What is needed is every line, exactly as given, from the line containing "Could you please indicate the tree" through the end of the data below.

Point-per-instance localization data:
::::::::::

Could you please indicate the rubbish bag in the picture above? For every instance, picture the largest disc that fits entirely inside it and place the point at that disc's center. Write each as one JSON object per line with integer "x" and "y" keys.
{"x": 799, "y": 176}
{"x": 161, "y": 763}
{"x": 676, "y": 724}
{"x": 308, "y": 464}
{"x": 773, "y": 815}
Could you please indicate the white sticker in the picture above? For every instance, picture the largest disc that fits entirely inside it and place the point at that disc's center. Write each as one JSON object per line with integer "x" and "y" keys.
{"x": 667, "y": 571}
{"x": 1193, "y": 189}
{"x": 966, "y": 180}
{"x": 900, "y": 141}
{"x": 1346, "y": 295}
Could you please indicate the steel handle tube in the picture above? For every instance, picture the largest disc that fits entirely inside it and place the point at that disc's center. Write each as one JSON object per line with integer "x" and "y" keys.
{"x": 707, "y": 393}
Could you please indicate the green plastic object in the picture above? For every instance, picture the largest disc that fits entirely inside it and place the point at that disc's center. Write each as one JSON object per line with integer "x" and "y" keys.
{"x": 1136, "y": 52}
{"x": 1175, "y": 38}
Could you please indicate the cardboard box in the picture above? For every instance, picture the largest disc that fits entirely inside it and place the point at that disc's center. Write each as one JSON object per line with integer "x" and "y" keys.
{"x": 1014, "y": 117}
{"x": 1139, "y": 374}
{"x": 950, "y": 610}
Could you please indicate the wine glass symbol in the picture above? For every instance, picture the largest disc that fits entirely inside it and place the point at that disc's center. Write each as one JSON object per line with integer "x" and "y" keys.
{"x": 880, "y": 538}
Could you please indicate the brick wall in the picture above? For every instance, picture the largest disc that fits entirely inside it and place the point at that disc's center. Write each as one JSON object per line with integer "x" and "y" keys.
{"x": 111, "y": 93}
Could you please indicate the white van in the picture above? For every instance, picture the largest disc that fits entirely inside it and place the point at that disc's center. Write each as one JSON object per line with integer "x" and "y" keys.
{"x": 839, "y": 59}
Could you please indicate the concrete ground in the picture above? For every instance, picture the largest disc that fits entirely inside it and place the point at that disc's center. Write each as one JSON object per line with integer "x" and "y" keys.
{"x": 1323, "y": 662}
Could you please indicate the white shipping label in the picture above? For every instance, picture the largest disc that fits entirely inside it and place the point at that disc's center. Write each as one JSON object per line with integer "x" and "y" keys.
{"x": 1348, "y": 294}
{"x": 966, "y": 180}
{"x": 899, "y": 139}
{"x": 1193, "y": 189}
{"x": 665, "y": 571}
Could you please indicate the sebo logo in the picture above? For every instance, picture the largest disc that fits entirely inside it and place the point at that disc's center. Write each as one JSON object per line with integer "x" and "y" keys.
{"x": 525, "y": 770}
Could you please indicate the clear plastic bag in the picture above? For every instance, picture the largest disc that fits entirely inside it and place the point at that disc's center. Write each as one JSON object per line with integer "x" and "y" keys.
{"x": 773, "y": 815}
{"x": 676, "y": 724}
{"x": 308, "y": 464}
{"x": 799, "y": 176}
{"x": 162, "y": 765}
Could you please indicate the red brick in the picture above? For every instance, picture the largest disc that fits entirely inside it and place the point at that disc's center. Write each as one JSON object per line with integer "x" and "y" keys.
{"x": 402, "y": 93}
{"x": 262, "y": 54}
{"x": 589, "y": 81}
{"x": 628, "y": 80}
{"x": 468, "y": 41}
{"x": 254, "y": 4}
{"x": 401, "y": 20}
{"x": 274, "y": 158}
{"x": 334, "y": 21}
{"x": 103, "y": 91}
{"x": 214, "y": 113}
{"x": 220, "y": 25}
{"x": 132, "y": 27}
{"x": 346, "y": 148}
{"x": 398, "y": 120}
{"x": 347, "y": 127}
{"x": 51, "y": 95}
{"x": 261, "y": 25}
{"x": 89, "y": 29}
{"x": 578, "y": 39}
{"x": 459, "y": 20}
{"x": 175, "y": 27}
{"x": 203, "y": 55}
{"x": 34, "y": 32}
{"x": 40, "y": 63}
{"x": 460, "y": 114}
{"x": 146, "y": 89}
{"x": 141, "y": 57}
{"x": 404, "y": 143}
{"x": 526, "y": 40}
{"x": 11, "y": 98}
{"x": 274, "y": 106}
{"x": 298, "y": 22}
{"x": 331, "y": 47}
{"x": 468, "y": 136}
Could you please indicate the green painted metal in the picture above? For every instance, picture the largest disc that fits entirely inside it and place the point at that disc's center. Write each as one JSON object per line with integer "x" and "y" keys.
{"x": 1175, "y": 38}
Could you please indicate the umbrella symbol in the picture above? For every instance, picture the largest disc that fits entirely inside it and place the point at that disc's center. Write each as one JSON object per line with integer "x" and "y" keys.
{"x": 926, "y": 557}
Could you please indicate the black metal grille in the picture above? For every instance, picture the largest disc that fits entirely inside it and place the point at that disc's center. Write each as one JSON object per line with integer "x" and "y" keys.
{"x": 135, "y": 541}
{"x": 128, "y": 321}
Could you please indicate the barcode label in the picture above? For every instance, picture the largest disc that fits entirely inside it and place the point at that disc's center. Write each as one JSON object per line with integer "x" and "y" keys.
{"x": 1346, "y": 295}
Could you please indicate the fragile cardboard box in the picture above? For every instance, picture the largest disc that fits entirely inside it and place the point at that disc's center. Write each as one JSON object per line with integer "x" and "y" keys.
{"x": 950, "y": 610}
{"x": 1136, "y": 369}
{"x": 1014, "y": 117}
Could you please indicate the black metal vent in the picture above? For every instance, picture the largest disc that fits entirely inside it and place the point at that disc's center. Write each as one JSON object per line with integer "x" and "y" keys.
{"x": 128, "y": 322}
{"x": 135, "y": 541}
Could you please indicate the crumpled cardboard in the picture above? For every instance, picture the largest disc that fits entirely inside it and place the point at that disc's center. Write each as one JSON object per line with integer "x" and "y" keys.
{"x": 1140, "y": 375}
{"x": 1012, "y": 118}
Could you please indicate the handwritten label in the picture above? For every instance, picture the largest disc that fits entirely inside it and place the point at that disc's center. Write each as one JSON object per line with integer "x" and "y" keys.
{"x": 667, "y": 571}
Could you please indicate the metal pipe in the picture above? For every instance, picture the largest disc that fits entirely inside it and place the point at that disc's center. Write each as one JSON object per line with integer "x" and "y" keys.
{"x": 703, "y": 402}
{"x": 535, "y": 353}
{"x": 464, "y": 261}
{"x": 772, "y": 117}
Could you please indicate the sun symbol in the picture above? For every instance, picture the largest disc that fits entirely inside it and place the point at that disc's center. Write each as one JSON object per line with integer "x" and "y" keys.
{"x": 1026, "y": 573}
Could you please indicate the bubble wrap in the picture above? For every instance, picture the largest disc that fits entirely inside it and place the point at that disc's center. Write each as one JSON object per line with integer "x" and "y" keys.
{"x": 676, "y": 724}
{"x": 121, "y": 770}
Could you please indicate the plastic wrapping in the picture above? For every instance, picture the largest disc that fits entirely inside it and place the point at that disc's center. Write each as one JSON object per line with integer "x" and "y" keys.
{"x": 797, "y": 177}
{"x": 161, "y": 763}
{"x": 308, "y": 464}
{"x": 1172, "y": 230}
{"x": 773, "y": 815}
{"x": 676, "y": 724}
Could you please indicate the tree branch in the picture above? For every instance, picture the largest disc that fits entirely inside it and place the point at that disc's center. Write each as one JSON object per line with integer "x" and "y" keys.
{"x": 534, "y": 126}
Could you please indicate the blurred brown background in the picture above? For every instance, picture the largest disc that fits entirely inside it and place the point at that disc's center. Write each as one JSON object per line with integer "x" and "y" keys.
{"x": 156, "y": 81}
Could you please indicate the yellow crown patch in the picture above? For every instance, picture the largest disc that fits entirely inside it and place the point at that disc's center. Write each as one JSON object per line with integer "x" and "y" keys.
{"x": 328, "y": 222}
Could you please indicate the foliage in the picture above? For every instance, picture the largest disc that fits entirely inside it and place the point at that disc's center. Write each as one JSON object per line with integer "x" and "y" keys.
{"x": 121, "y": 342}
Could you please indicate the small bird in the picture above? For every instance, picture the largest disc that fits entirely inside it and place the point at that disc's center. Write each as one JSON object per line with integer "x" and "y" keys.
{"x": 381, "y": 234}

::::::::::

FINISHED EXERCISE:
Could you please indicate the tree branch in the picture above? For every instance, picture the largest disc that fits entirely inside it and place the point at that disc's center. Write each as one JSON object per line with integer "x" and "y" keys.
{"x": 534, "y": 126}
Could you please indicate the blurred brown background in the picture above? For every instance, picture the largest disc that fits entirely inside it and place the point at that disc's center. Write each as one JSON object per line with integer "x" and "y" keys.
{"x": 156, "y": 81}
Could you please indicate the yellow crown patch in the picture above? For every instance, picture the largest disc that fits entirely inside it and place the point at that disc's center. Write each as one JSON object per line with integer "x" and "y" keys.
{"x": 328, "y": 222}
Could you please indicate the foliage in the picture above? For every instance, picture the largest disc that fits entirely inside it and place the point at that disc's center. Write each as one JSON object per line with integer "x" and "y" keys.
{"x": 121, "y": 342}
Could you please indicate the small bird in the picture above? For every instance, picture the largest disc that fits entirely inside it and place the point at that disc's center. Write each as one JSON object per line with integer "x" and "y" keys.
{"x": 381, "y": 234}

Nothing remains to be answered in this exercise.